_Supplied material_
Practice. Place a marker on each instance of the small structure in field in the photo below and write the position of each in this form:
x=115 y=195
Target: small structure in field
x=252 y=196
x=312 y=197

_Required work_
Your reply must be the entries above, returned word for word.

_Expected answer_
Practice. Place a marker on each instance of the small structure in field in the photo below and write the position of each in this form:
x=115 y=195
Target: small structure in field
x=252 y=196
x=312 y=197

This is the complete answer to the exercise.